Requirement →
Copy every one of the rows below word for word, changing nothing.

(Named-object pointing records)
· · · · · · ·

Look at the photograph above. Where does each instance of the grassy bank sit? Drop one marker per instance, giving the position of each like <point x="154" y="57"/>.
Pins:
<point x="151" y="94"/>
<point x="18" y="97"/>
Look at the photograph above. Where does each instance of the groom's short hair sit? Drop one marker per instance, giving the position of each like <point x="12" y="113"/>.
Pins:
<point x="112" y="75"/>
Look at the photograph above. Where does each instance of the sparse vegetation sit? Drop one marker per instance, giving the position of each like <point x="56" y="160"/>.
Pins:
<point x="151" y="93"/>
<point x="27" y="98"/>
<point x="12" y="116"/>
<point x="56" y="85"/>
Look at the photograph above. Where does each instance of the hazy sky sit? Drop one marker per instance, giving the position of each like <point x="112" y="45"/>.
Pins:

· · · · · · ·

Final result →
Look at the photograph above. Where does each instance of the grassy bank sit? Drop one marker per instance, giving the position of each like <point x="154" y="57"/>.
Pins:
<point x="151" y="94"/>
<point x="18" y="97"/>
Look at the photograph above. Where does each instance of the groom's short hair sit? Drop one marker per instance, giving the position of each like <point x="12" y="113"/>.
Pins:
<point x="112" y="75"/>
Look at the photograph above. Where does each instance of the sparse vegetation sit? Drop one marker per instance, giving the position of each like <point x="56" y="160"/>.
Pins:
<point x="151" y="93"/>
<point x="27" y="98"/>
<point x="12" y="116"/>
<point x="56" y="85"/>
Look at the photograph above. Where does each instance of the hazy sky sit? Drop one marker per instance, giving the position of each like <point x="112" y="45"/>.
Pins:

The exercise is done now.